**WHAT TO WORK ON**
Go line by line through the data and copy those with the word "arched".

Natural language region descriptions

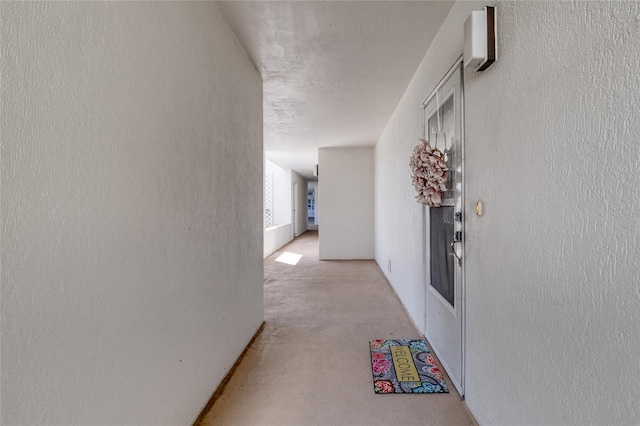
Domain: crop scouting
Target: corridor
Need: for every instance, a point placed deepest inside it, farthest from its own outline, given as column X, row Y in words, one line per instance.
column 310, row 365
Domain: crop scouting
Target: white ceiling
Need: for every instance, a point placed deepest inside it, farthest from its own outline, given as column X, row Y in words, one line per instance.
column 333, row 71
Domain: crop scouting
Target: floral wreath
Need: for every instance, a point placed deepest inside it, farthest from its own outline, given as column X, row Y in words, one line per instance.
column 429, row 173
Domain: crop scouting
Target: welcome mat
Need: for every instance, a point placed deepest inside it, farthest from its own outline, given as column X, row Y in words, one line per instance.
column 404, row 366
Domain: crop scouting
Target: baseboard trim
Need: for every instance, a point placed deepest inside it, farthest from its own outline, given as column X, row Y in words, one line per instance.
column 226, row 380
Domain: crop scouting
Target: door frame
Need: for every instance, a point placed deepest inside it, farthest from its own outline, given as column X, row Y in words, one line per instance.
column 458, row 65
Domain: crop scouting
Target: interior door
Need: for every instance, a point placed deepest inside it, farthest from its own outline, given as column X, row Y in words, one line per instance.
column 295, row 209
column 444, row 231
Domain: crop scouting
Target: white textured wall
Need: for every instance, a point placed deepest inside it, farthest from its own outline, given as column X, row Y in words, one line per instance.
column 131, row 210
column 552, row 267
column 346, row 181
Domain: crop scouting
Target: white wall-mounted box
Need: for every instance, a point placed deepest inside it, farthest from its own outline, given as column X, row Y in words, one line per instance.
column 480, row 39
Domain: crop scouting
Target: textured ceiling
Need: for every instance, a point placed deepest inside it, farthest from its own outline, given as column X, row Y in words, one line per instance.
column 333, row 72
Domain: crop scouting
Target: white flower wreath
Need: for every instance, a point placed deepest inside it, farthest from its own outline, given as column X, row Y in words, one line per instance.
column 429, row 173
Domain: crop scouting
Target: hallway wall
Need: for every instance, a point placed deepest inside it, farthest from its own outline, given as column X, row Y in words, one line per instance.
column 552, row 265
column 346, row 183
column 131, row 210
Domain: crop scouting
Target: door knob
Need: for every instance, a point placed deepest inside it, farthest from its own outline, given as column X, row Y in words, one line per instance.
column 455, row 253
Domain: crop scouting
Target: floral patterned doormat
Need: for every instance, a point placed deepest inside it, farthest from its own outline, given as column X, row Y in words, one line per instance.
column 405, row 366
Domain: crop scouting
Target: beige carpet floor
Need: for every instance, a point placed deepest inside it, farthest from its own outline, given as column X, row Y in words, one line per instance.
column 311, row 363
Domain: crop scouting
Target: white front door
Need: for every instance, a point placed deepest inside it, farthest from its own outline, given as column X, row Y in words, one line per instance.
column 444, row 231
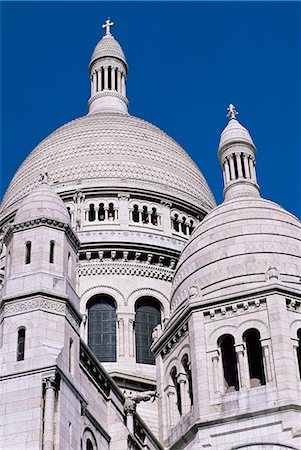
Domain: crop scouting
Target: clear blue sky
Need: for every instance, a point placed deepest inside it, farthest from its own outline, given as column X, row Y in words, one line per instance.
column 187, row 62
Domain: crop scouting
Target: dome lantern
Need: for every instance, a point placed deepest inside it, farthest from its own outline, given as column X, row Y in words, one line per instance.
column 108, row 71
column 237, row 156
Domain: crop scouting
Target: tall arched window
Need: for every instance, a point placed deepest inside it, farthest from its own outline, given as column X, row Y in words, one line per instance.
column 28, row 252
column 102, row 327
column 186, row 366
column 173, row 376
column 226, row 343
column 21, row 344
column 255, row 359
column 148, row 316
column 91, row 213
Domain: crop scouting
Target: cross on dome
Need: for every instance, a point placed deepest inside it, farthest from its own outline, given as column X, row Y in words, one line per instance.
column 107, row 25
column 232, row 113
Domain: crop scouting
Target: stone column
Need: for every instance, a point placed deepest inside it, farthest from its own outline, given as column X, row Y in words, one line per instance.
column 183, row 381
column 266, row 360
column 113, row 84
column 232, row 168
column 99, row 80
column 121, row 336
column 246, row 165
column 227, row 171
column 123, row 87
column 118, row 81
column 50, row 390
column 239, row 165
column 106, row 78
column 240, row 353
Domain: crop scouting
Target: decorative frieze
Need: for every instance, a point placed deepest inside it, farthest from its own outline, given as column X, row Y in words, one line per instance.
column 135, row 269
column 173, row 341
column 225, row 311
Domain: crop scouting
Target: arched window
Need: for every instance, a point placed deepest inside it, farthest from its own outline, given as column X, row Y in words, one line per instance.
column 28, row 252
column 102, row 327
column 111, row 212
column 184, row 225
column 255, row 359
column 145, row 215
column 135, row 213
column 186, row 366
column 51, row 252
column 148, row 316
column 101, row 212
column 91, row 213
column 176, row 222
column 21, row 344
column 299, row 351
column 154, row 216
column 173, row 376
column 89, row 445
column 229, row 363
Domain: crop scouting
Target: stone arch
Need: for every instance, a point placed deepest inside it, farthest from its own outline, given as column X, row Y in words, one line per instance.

==

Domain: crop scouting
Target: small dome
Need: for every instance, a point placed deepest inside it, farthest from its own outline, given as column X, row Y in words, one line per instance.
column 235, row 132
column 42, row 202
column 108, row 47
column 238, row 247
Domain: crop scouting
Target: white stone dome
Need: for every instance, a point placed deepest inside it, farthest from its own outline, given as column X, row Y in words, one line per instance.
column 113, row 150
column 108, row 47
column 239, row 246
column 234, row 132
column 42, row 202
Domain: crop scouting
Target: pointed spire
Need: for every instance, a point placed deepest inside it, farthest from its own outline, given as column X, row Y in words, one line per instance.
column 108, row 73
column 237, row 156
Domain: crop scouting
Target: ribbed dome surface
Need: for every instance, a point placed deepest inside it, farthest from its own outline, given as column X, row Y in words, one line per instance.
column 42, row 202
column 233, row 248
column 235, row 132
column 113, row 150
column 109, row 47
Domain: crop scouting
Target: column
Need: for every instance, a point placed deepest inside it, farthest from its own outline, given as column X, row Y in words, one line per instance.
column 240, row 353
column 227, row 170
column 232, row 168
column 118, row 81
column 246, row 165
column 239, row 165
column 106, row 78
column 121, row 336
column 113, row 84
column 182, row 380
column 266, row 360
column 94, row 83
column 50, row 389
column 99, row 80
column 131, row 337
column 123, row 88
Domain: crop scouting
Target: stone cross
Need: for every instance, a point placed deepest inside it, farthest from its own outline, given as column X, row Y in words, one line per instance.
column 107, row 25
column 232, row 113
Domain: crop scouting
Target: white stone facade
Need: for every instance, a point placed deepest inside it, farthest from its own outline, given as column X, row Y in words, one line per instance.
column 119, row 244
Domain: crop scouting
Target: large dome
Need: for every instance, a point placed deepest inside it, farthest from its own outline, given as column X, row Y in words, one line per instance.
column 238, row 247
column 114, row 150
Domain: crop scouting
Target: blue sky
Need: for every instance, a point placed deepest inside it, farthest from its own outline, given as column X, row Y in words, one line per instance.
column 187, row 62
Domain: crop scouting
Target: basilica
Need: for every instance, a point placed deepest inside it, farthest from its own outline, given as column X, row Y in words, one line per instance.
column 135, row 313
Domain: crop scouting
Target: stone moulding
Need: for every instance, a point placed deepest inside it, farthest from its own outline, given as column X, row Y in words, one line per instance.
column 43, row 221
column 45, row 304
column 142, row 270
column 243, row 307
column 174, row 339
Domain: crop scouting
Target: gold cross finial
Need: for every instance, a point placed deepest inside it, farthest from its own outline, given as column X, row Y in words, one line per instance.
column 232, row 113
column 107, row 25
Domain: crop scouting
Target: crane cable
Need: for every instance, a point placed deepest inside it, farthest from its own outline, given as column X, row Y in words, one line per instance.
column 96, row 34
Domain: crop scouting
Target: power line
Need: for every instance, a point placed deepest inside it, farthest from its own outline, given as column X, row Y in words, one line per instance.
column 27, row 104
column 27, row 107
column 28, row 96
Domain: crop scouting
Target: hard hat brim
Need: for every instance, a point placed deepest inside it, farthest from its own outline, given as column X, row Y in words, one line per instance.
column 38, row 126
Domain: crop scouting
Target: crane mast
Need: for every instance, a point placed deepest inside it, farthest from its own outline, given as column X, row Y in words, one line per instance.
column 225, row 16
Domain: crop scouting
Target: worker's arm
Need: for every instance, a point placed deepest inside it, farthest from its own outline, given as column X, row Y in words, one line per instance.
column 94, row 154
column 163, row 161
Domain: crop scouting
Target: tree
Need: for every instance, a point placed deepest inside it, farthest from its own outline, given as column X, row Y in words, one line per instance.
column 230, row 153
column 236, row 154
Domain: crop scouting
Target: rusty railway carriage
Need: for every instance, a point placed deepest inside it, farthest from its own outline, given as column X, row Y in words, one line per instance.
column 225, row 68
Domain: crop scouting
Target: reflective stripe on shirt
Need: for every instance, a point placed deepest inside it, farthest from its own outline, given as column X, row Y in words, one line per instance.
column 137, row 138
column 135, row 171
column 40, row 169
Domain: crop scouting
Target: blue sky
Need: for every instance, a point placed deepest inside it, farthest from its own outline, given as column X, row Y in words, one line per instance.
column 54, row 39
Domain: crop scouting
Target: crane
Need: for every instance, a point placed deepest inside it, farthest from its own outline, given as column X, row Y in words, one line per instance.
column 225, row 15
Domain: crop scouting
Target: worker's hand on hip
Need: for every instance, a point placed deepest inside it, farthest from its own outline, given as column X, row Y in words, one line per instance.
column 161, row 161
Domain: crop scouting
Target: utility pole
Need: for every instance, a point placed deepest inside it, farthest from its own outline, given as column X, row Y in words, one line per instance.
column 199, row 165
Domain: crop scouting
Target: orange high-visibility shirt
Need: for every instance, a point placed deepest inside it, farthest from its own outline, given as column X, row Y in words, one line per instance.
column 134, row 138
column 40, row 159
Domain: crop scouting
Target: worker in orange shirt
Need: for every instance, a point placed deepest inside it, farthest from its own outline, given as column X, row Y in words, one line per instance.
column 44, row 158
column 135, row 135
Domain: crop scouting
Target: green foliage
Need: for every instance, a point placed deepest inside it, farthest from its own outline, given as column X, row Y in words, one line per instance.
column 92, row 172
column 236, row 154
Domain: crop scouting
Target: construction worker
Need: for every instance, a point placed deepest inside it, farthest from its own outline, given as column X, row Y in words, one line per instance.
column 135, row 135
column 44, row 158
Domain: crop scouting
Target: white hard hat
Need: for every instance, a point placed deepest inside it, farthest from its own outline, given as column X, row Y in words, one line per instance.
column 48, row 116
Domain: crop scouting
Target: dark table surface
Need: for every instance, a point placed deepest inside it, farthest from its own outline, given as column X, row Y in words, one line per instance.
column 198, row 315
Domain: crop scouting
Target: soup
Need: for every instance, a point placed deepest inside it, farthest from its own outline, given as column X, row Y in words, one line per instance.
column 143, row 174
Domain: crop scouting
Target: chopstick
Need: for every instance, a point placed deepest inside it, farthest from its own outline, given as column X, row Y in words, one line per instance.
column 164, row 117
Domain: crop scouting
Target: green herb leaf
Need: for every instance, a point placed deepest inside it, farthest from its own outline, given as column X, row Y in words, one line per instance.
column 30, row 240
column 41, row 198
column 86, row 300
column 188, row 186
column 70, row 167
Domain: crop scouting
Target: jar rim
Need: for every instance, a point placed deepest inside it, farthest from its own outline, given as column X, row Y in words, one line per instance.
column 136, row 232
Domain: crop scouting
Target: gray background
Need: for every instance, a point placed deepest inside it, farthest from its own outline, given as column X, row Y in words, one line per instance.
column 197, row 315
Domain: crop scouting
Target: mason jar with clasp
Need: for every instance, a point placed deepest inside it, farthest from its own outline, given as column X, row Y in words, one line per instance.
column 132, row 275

**TASK ANSWER**
Target: tall arched window
Target: arched window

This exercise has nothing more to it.